__EXTRACT__
The programmatic debate is simplistic, naive and just plain wrong
After the AANA's media transparency event last week, discussions about ad fraud, viewability and programmatic advertising ramped up, but many of the arguments are missing the point. In this guest post, Luke Brown explains that programmatic works - if you focus on outcomes not eyeballs.
Hey guess what? Programmatic can work. It’s the measurement, stupid (with apologies to Bill Clinton).
We watched the headlines emerging from a AANA event last week with growing ire: “Programmatic not working” and “Programmatic biggest problem”.
Nick Manning, chief strategy officer of Ebiquity UK’s presentation at the AANA’s The Media Challenge: Achieving Transparency Effectiveness to Drive Business Outcomes, has clearly generated a necessary discussion, but not all of it’s been helpful.
I’m not here to pick a fight with Nick or the AANA, but I can’t leave this stuff out there unanswered, so here goes. This kind of rhetoric is simplistic, naive and just plain wrong.
For context, I’ve long been a passionate advocate for transparency between agency and client. But the important point is transparency in itself won’t achieve better business outcomes or make programmatic “work”.
At the heart of effective programmatic activity is working to meaningful business goals. Simple right? And scary to think this isn’t standard operating procedure. But unfortunately the practice of setting smart digital goals (particularly ones that reflect business goals) is in short supply across our industry. How do I know this? I’ve been privileged to read hundreds of effectiveness awards entries over the past year and we’re still largely measuring the wrong stuff, setting the wrong goals.
Views, impressions and even clicks aren’t business goals. Most programmatic or any marketing campaigns for that matter will not be effective if they do not lead to a meaningful business goal. It’s a bit bloody obvious, yet this, not transparency, is the nub of the problem when programmatic is supposedly underperforming.
The heated debate around ad viewability and ad fraud is a red herring. Whilst it will no doubt sell a bunch of measurement platforms and consultancy gigs, the real issue with the current media discussion is that it’s stuck in a 20th Century paradigm.
Ad viewability
To date, the method of measurement has been dominated by reach and frequency. The idea that media should only be measured in readership, listenership and viewership is still alive and well. Even if we all know these audience measures are a lot less accurate than they’re purported, but better some measurement than none.
Take these two scenarios:
1. Your measurement shows that one activity with 50% viewability delivers a five times ROI
2. You achieve 90% viewability with a 1.5 times ROI
Which would you continue investing in?
The availability of ‘fake measures’ has blinded many from the real end goal.
Who cares about clicks, impressions and viewability when ultimately it’s about what drives business results?
So whose responsibility is it to start using real measures and getting the most from programmatic (and any other media investment for that matter)? Echoing Manning’s point of view, Sunita Gloster, CEO of AANA, agreed that the onus of effectiveness needs to rest with marketers.

Data listing
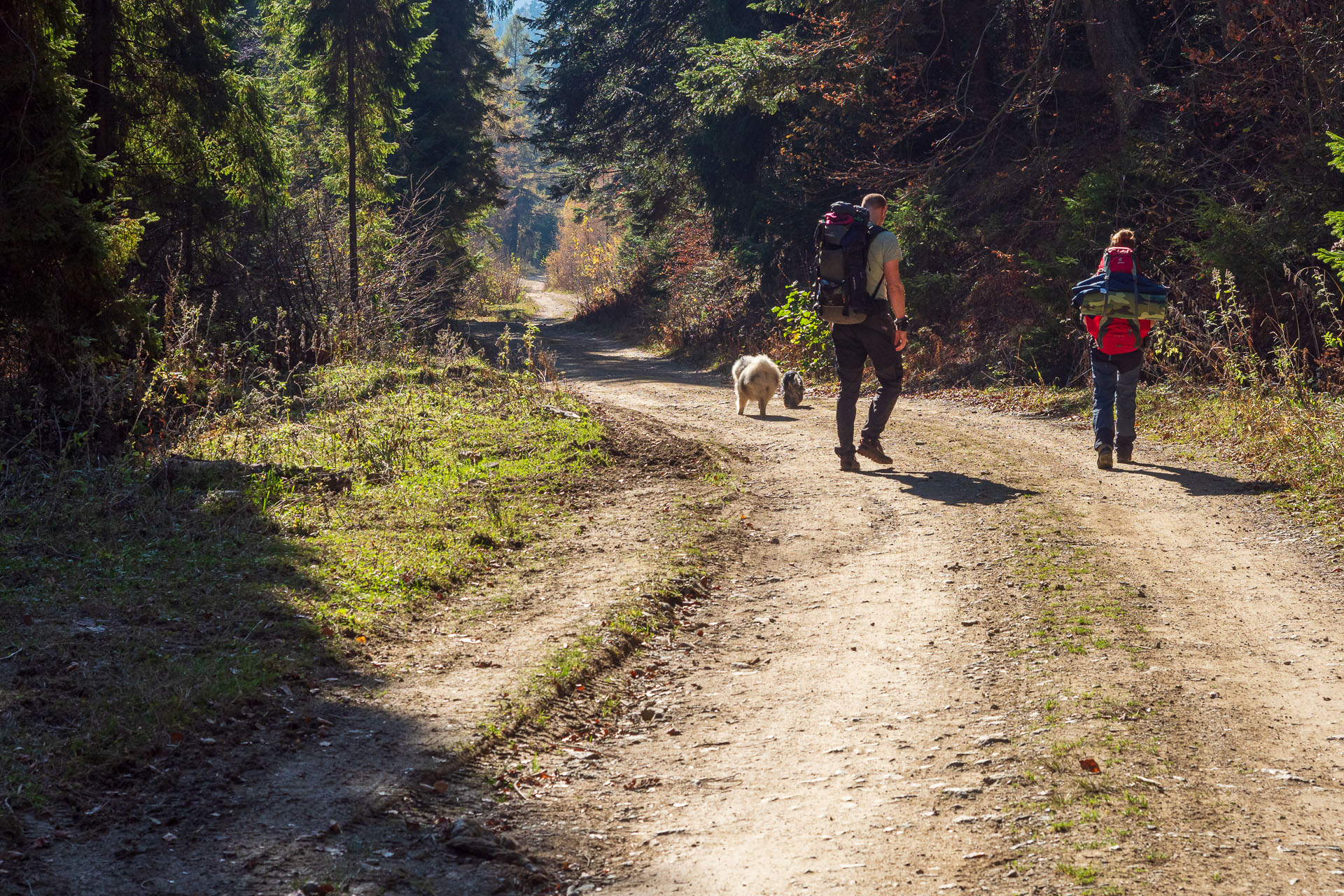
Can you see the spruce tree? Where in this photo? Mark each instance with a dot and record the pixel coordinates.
(363, 57)
(454, 113)
(58, 295)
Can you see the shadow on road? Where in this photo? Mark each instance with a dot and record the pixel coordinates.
(952, 488)
(1199, 482)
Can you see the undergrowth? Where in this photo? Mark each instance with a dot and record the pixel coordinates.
(144, 596)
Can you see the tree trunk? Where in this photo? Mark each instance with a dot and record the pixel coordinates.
(101, 30)
(350, 146)
(1114, 48)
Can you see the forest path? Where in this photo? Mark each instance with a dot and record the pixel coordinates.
(901, 682)
(901, 694)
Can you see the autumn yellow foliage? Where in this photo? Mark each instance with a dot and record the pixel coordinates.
(587, 257)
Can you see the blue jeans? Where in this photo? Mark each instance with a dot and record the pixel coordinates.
(1114, 384)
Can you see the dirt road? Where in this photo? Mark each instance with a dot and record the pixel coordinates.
(988, 668)
(907, 684)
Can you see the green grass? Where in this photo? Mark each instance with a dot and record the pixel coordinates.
(141, 605)
(1291, 440)
(1082, 875)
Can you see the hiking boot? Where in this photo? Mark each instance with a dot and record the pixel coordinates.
(873, 450)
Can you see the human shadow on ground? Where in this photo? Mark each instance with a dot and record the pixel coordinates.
(956, 489)
(1199, 482)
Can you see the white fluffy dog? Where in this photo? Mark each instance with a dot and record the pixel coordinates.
(755, 379)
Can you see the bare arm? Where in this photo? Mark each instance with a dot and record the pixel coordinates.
(897, 296)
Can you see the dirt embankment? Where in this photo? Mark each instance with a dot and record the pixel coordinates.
(988, 668)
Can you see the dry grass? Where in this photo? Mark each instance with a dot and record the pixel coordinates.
(144, 603)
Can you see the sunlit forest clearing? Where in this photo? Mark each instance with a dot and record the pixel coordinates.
(369, 470)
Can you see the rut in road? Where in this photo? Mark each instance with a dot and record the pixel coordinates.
(909, 690)
(988, 668)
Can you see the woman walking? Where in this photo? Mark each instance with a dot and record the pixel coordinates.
(1117, 356)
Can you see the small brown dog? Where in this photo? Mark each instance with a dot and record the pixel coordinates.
(793, 388)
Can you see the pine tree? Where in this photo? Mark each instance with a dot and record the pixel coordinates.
(58, 293)
(363, 54)
(454, 113)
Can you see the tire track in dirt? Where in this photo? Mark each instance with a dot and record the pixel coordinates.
(911, 729)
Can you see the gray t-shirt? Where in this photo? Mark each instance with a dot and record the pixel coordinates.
(883, 248)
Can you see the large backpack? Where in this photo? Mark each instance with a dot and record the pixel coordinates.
(841, 293)
(1121, 295)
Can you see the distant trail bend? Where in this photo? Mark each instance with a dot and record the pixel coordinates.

__GIVEN PROBLEM 1__
Please translate this sentence from the programmatic advertising article into Spanish: "Views, impressions and even clicks aren't business goals."
__GIVEN PROBLEM 2__
From the programmatic advertising article, copy the passage that begins at "Take these two" and stops after "real end goal.".

__EXPECTED ANSWER 1__
Las visualizaciones, las impresiones e incluso los clics no son objetivos de negocio.

__EXPECTED ANSWER 2__
Take these two scenarios:
1. Your measurement shows that one activity with 50% viewability delivers a five times ROI
2. You achieve 90% viewability with a 1.5 times ROI
Which would you continue investing in?
The availability of ‘fake measures’ has blinded many from the real end goal.